• Aim of the exercise
Line by line, repeat the data below exactly, beginning at the first line and ending at the line with "[ ] locate the exhibition booth". Omit pictures.

════════════════

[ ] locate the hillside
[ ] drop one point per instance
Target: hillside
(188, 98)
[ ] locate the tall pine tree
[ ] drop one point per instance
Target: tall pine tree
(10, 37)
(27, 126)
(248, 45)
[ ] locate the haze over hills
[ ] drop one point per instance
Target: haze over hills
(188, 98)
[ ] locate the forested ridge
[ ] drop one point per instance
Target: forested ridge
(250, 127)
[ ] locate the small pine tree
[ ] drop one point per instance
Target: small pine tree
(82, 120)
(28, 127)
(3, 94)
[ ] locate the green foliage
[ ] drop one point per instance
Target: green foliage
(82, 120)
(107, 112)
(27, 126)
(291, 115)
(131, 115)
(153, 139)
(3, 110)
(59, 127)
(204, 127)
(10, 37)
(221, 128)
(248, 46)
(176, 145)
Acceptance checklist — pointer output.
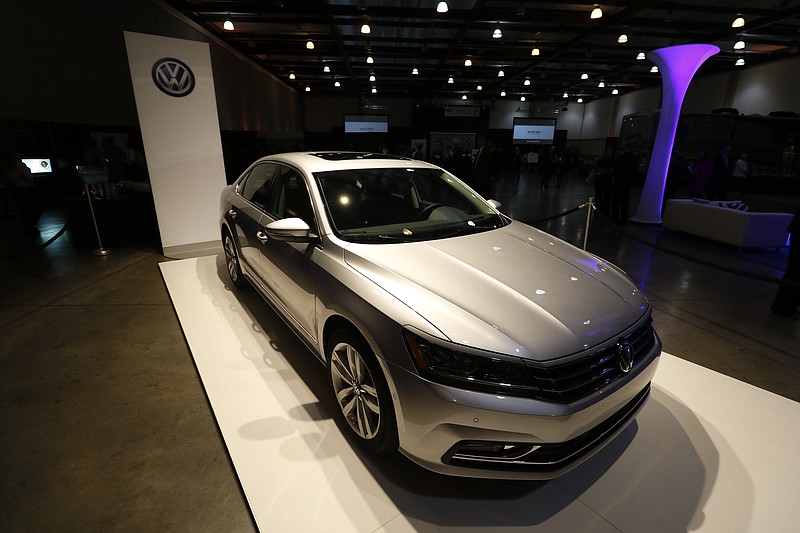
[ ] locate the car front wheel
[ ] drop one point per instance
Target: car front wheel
(361, 393)
(232, 261)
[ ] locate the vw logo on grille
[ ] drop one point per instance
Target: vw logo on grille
(624, 355)
(173, 76)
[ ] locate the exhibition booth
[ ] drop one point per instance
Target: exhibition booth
(707, 453)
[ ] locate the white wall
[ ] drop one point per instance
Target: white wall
(87, 80)
(768, 88)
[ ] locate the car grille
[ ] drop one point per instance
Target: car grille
(577, 379)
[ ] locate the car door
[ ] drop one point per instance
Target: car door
(289, 267)
(247, 213)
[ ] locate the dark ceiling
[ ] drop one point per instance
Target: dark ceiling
(412, 34)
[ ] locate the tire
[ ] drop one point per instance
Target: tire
(364, 405)
(232, 261)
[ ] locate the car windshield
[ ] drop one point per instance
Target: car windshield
(385, 205)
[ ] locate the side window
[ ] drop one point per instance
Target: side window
(257, 184)
(289, 197)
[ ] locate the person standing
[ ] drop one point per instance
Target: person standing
(485, 170)
(548, 165)
(720, 174)
(787, 299)
(625, 167)
(740, 168)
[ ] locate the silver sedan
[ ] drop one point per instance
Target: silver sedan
(474, 344)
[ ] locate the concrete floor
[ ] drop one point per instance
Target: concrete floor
(104, 424)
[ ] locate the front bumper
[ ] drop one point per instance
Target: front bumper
(475, 434)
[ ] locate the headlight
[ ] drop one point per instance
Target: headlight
(486, 372)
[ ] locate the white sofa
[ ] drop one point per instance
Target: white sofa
(744, 229)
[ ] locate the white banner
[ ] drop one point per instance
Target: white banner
(173, 84)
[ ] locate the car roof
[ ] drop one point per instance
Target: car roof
(321, 161)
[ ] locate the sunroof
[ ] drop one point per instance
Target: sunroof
(349, 156)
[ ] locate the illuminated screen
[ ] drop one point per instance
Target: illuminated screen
(366, 123)
(38, 166)
(534, 130)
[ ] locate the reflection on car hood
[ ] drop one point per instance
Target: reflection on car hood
(513, 290)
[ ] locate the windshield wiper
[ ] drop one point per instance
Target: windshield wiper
(377, 238)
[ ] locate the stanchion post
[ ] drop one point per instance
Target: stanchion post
(100, 250)
(590, 208)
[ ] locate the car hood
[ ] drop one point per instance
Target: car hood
(513, 290)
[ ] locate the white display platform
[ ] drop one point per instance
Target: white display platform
(708, 453)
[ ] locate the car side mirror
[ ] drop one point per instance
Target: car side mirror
(291, 229)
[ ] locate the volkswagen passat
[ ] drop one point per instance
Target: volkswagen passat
(475, 344)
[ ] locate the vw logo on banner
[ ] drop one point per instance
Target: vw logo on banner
(173, 76)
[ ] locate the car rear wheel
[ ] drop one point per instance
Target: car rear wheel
(361, 393)
(232, 261)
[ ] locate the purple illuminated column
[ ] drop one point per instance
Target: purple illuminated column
(678, 65)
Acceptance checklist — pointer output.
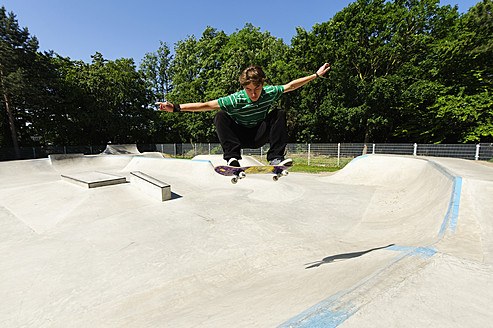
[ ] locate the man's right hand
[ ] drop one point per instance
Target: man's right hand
(165, 106)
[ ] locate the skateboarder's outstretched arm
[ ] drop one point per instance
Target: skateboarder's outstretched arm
(192, 107)
(295, 84)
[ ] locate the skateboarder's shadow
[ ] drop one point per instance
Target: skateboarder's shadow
(344, 256)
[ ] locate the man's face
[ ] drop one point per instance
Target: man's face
(253, 91)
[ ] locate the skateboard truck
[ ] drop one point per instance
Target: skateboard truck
(238, 173)
(280, 173)
(237, 176)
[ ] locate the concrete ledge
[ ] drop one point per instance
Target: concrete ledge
(93, 179)
(153, 187)
(61, 157)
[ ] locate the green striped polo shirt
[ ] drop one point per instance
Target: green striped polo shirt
(247, 113)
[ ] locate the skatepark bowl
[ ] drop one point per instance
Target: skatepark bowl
(388, 241)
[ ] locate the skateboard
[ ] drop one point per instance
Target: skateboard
(238, 173)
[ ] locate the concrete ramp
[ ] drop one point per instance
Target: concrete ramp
(388, 241)
(124, 149)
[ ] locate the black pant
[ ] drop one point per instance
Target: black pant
(233, 136)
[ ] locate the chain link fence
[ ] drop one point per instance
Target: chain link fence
(326, 154)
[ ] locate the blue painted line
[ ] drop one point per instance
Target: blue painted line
(456, 203)
(332, 312)
(450, 220)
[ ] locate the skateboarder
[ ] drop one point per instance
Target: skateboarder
(244, 120)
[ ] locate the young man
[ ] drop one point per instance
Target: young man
(244, 120)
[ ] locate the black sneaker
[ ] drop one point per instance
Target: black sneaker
(282, 162)
(233, 162)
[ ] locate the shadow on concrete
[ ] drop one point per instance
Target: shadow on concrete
(344, 256)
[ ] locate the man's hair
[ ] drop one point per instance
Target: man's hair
(252, 74)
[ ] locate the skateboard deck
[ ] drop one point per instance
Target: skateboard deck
(241, 172)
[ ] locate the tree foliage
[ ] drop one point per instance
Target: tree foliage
(402, 71)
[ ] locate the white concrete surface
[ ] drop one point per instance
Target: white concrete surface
(388, 241)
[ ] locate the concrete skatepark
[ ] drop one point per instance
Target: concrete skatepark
(388, 241)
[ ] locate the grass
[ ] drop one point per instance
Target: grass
(318, 164)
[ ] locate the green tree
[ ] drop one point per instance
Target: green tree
(17, 51)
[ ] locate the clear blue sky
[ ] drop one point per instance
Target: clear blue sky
(130, 29)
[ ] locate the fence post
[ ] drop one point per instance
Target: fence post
(309, 149)
(338, 154)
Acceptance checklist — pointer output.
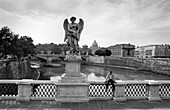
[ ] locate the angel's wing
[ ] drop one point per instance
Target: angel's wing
(81, 24)
(65, 26)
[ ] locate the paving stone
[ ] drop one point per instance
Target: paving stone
(75, 106)
(84, 106)
(65, 106)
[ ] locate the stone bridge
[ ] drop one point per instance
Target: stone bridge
(50, 57)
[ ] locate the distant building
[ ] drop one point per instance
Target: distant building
(153, 51)
(122, 50)
(94, 47)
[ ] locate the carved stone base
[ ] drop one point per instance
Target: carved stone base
(69, 92)
(81, 79)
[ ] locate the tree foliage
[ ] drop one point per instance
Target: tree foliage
(14, 45)
(101, 52)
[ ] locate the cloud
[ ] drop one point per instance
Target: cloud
(107, 21)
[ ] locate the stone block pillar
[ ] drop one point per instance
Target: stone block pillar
(153, 91)
(24, 91)
(73, 87)
(120, 91)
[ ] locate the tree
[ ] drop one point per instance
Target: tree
(99, 52)
(6, 37)
(108, 52)
(11, 44)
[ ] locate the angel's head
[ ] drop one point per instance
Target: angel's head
(73, 19)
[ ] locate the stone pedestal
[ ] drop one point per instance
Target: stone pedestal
(120, 91)
(154, 91)
(24, 90)
(73, 87)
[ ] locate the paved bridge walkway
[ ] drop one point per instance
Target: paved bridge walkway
(91, 105)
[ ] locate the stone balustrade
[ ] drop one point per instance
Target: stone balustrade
(25, 90)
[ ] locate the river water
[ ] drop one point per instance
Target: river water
(96, 73)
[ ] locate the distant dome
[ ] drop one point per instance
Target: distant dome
(94, 44)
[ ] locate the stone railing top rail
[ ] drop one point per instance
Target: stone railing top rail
(90, 82)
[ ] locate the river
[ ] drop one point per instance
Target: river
(97, 73)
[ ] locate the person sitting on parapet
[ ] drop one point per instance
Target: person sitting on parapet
(110, 79)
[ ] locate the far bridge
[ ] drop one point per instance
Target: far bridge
(50, 57)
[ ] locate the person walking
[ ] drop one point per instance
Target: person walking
(110, 79)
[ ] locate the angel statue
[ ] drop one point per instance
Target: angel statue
(72, 34)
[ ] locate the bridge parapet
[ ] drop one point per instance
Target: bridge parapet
(47, 90)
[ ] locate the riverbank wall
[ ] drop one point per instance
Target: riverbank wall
(15, 69)
(156, 65)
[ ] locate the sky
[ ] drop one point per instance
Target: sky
(109, 22)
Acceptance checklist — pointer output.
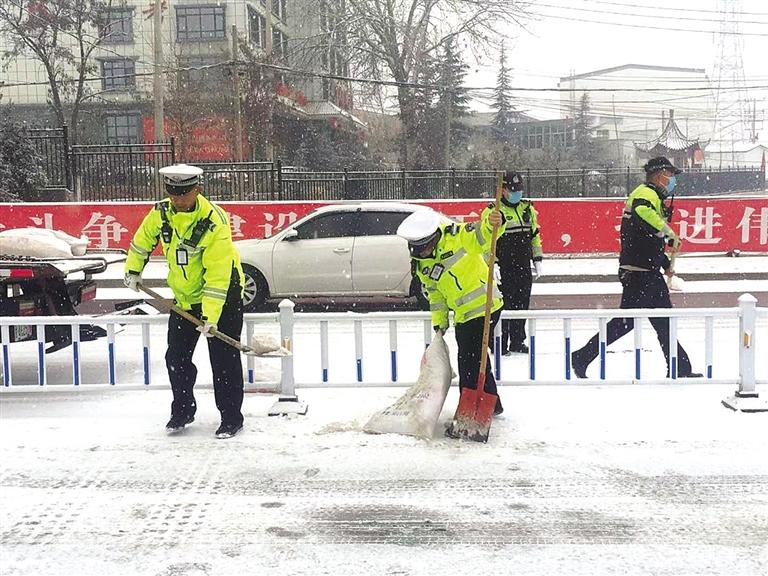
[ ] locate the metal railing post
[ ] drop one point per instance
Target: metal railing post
(746, 398)
(288, 402)
(67, 159)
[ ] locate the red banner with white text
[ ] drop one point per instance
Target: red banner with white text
(567, 226)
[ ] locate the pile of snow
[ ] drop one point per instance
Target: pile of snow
(417, 411)
(41, 243)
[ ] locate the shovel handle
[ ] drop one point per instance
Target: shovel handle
(197, 322)
(489, 291)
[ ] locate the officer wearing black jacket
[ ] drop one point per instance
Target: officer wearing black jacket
(644, 232)
(516, 248)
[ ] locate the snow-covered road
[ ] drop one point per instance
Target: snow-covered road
(655, 480)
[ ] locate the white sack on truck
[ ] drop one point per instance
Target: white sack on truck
(41, 243)
(417, 411)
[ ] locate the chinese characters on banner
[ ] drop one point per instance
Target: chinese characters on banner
(568, 226)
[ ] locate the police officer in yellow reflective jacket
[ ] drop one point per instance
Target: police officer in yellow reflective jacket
(645, 230)
(450, 261)
(516, 249)
(206, 278)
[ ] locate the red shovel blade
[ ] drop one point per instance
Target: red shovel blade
(474, 414)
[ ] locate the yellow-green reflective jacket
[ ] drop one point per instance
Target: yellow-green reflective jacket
(203, 274)
(455, 275)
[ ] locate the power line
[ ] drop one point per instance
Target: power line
(671, 9)
(633, 14)
(643, 26)
(394, 83)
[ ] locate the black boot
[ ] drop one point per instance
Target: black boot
(583, 357)
(228, 430)
(177, 423)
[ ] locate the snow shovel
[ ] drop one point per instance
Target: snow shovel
(474, 413)
(261, 348)
(674, 282)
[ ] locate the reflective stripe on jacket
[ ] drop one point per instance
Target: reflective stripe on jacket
(455, 275)
(203, 272)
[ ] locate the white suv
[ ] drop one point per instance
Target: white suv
(342, 250)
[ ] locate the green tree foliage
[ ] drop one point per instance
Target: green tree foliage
(21, 173)
(62, 36)
(502, 96)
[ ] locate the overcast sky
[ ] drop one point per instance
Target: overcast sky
(560, 41)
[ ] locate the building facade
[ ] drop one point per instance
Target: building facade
(630, 104)
(197, 52)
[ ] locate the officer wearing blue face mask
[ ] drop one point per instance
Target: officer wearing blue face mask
(645, 232)
(518, 247)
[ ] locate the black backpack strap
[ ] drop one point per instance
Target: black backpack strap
(166, 231)
(202, 226)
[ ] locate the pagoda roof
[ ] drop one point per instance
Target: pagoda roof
(671, 138)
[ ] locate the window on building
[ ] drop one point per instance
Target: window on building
(118, 74)
(195, 23)
(117, 26)
(279, 44)
(201, 73)
(278, 9)
(257, 28)
(122, 128)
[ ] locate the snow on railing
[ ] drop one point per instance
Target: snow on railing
(747, 313)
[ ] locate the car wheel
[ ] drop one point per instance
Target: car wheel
(256, 291)
(417, 291)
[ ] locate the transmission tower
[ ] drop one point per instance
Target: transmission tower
(733, 110)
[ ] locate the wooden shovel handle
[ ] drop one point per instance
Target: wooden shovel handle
(489, 291)
(197, 322)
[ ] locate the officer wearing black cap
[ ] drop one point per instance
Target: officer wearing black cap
(206, 278)
(645, 231)
(516, 249)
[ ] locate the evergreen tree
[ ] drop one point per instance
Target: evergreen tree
(454, 99)
(502, 98)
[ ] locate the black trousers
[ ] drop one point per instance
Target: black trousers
(226, 363)
(640, 290)
(516, 283)
(469, 336)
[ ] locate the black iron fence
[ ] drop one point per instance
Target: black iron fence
(52, 145)
(130, 172)
(104, 172)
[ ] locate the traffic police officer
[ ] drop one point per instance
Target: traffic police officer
(516, 249)
(206, 278)
(450, 262)
(644, 231)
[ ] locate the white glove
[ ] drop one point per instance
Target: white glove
(207, 329)
(537, 270)
(132, 281)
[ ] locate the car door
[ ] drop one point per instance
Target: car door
(318, 260)
(380, 261)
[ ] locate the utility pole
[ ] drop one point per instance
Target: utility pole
(269, 148)
(236, 98)
(157, 76)
(753, 135)
(619, 155)
(448, 122)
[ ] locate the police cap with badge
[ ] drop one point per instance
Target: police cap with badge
(419, 229)
(513, 181)
(180, 178)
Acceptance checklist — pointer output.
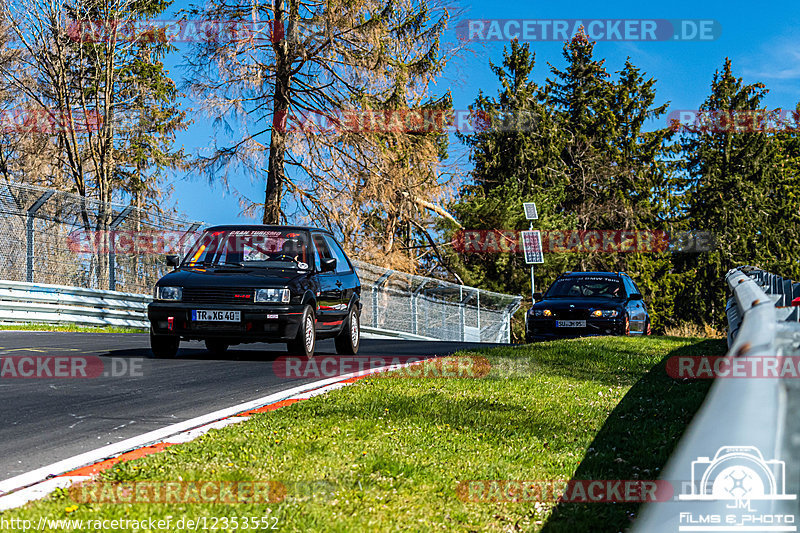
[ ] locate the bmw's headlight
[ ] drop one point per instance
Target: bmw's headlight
(169, 293)
(604, 313)
(272, 295)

════════════════

• Exercise result
[ ] locate the hillside
[ ] drop one point per instance
Target: hillside
(188, 98)
[ ] locate the tall pine tree
[ ] drop one point per instance
Target: tall pine tree
(10, 37)
(27, 126)
(248, 45)
[ ] locate the haze over hills
[ ] drop one point per instance
Target: haze over hills
(188, 98)
[ ] locate the forested ridge
[ ] drop one point per instance
Target: forested ridge
(250, 127)
[ ] locate the small pine tree
[ ] drop one point per instance
Target: small pine tree
(82, 120)
(28, 127)
(3, 94)
[ ] locate the green foliage
[ ] drop one point per instance
Target: green foliage
(82, 120)
(107, 112)
(27, 126)
(291, 115)
(131, 115)
(153, 139)
(3, 110)
(59, 127)
(204, 127)
(10, 37)
(221, 128)
(248, 46)
(176, 145)
Acceptance checklist — pointer output.
[ ] locate the car front wheel
[ ] drop one point per instance
Target: car front wheel
(361, 393)
(232, 261)
[ ] locate the vw logo on grille
[ ] drop one point per instance
Target: vw logo on grille
(624, 355)
(173, 76)
[ ] locate the exhibition booth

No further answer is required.